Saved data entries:
-=-=-

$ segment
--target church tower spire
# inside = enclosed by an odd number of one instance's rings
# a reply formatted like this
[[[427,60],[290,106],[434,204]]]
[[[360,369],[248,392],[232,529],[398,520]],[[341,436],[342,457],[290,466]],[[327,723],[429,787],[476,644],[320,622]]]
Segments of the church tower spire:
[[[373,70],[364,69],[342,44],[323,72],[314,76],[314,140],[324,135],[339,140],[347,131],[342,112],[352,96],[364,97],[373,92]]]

-=-=-

> Required action
Each line above is to be reproduced exactly. Leave none out.

> Your solution
$ segment
--target church tower spire
# inside = enclosed by an odd number of one instance's rings
# a reply formatted like this
[[[427,60],[290,106],[434,204]]]
[[[360,369],[248,392],[232,529],[398,520]],[[341,436],[342,457],[290,466]],[[327,723],[429,787],[476,644],[320,622]]]
Segments of the church tower spire:
[[[373,70],[364,69],[342,44],[323,72],[314,76],[314,140],[324,135],[339,140],[347,131],[342,112],[352,96],[364,97],[373,92]]]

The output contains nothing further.